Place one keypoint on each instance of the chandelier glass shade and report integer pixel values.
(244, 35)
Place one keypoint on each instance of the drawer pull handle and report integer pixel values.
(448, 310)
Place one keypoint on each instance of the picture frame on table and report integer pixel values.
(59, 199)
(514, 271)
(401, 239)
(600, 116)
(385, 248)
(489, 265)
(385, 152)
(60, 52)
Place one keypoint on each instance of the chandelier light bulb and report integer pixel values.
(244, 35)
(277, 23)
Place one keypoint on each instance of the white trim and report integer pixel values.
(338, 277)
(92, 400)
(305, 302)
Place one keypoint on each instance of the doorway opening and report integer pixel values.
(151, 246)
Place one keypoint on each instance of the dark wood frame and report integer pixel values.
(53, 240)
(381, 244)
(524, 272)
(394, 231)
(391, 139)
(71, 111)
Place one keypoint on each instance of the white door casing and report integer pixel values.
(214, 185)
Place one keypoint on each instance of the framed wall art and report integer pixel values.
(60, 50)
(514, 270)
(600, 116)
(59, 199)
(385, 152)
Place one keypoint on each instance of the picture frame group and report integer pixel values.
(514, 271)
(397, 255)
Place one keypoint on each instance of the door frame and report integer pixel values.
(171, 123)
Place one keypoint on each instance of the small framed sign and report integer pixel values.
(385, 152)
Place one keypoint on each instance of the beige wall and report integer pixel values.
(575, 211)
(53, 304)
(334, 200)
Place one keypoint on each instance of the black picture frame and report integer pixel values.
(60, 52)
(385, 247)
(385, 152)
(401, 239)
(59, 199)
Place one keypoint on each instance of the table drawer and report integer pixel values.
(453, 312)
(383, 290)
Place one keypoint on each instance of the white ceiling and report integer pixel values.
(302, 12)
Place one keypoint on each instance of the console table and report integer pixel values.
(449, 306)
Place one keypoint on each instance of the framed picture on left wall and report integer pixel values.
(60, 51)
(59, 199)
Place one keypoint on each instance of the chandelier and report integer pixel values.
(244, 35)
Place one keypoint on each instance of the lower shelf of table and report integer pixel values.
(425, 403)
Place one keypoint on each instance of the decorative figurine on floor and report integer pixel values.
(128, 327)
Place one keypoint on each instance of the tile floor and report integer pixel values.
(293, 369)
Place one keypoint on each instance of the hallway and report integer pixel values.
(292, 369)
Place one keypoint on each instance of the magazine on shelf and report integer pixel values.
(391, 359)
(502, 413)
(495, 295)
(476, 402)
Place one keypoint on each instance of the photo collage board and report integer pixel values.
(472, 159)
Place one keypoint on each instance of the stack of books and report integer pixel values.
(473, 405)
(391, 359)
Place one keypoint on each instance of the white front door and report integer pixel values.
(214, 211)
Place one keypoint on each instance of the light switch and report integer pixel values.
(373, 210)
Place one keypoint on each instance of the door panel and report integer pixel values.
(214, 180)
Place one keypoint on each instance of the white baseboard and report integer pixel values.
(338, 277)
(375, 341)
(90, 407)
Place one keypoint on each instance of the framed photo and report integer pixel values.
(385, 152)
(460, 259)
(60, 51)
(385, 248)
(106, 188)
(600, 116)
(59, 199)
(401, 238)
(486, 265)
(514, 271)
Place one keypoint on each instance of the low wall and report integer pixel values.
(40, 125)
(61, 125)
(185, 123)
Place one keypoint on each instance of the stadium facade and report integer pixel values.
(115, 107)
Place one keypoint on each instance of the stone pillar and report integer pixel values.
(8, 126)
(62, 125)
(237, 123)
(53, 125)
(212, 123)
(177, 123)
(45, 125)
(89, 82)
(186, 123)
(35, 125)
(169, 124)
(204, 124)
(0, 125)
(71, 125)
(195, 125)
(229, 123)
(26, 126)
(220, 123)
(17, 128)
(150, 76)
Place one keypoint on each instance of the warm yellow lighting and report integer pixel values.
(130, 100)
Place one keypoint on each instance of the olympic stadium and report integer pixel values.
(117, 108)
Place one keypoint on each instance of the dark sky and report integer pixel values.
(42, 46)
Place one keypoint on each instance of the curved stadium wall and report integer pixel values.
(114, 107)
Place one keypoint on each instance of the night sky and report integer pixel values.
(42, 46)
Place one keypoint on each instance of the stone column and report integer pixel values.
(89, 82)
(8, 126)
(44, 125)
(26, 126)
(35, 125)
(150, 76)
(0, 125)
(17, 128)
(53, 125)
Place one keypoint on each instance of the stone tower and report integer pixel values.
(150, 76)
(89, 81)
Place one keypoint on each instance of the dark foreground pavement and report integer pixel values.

________________________

■ EXERCISE DESCRIPTION
Set down the whole listing again, exactly as shown above.

■ ANSWER TO THIS EXERCISE
Place one keypoint on each instance of the chandelier glass shade and report integer pixel values.
(244, 35)
Place one keypoint on each instance of the drawer pull handle and report integer pixel values.
(448, 310)
Place one keypoint on each instance of the picture frame on table and report integer pixel values.
(59, 199)
(514, 271)
(401, 239)
(600, 116)
(385, 248)
(489, 265)
(385, 152)
(60, 52)
Place one keypoint on each instance of the chandelier light bulb and report integer pixel values.
(244, 35)
(277, 23)
Place one keypoint on each instance of the white trim and report integer pixel values.
(338, 277)
(92, 400)
(305, 302)
Place one keypoint on each instance of the doorway opening and report integer pixel values.
(151, 246)
Place one keypoint on each instance of the dark wood frame and report integer pixel values.
(53, 240)
(381, 244)
(524, 272)
(394, 231)
(391, 139)
(71, 111)
Place one keypoint on each instance of the white door casing and report integer pixel values.
(214, 185)
Place one keypoint on each instance of the framed wall art and report integer pixel values.
(60, 50)
(514, 270)
(600, 116)
(59, 199)
(385, 152)
Place one keypoint on each instance of the picture frame group and report integer pixel values.
(514, 271)
(397, 255)
Place one keypoint on each instance of the door frame and report integer pixel values.
(171, 123)
Place one keypoint on each instance of the small framed sign and report integer pixel values.
(385, 152)
Place one keypoint on each instance of the beige wall and report integer pixel values.
(575, 211)
(53, 304)
(334, 200)
Place one keypoint on each instance of the black picture frame and report integer pixel values.
(60, 52)
(385, 247)
(385, 152)
(401, 239)
(59, 199)
Place one keypoint on each instance of the table drawer and report integer pixel values.
(453, 312)
(383, 290)
Place one keypoint on each instance of the white ceiling and report integer pixel values.
(302, 12)
Place one keypoint on each instance of the console table and report integer pixel values.
(449, 306)
Place one keypoint on each instance of the framed picture on left wall and report integer pixel values.
(60, 51)
(59, 199)
Place one keypoint on each instance of the chandelier and report integer pixel values.
(244, 35)
Place one keypoint on each instance of the lower shelf of table and report integer pixel values.
(425, 403)
Place one keypoint on each instance of the decorative figurine on floor and report integer pixel values.
(128, 327)
Place one keypoint on each instance of the tile floor and report integer pixel values.
(293, 369)
Place one keypoint on each instance of the hallway and report integer pixel values.
(292, 369)
Place one keypoint on each instance of the magazine on shelf and report integer pixel values.
(391, 359)
(502, 413)
(495, 295)
(476, 402)
Place one keypoint on each instance of the photo collage board and report integer pixel values.
(472, 159)
Place one keypoint on each instance of the stack of books and report integer pixel values.
(473, 405)
(391, 359)
Place one keypoint on each instance of the white front door and report integer pixel values.
(214, 211)
Place one keypoint on each instance of the light switch and report integer pixel values.
(373, 210)
Place one keypoint on each instance of the door panel and report integer pixel values.
(214, 180)
Place one keypoint on each instance of the white baseboard and report integer pixel values.
(338, 277)
(375, 341)
(90, 407)
Place one keypoint on each instance of the framed photo and report integer pixel values.
(385, 152)
(460, 259)
(60, 51)
(385, 248)
(106, 188)
(600, 116)
(59, 199)
(401, 238)
(486, 265)
(514, 271)
Place one keypoint on each instance of the low wall and report integer pixel values.
(40, 125)
(61, 125)
(185, 123)
Place one keypoint on each instance of the stadium facade and report integer pixel values.
(115, 107)
Place one keypoint on each instance of the stone pillar and report integer pixel values.
(8, 126)
(62, 125)
(237, 123)
(53, 125)
(212, 123)
(177, 123)
(45, 125)
(89, 82)
(186, 123)
(35, 125)
(169, 124)
(204, 124)
(0, 125)
(71, 125)
(195, 125)
(229, 123)
(26, 126)
(220, 123)
(17, 128)
(150, 76)
Place one keypoint on each instance of the warm yellow lighting and report integer pixel values.
(130, 100)
Place one keypoint on each instance of the olympic stadium and report integer pixel values.
(117, 108)
Place one keypoint on each instance of the dark sky and report integer pixel values.
(42, 46)
Place one keypoint on each instance of the curved stadium wall and report integer pixel values.
(114, 107)
Place one keypoint on each instance of the night sky and report integer pixel values.
(42, 46)
Place one keypoint on each instance of the stone column and report integer pixel values.
(89, 82)
(8, 126)
(44, 125)
(26, 126)
(35, 125)
(150, 76)
(0, 125)
(17, 128)
(53, 125)
Place one keypoint on each instance of the stone tower and report integer pixel values.
(150, 76)
(89, 81)
Place one keypoint on each instance of the dark foreground pavement and report integer pixel values.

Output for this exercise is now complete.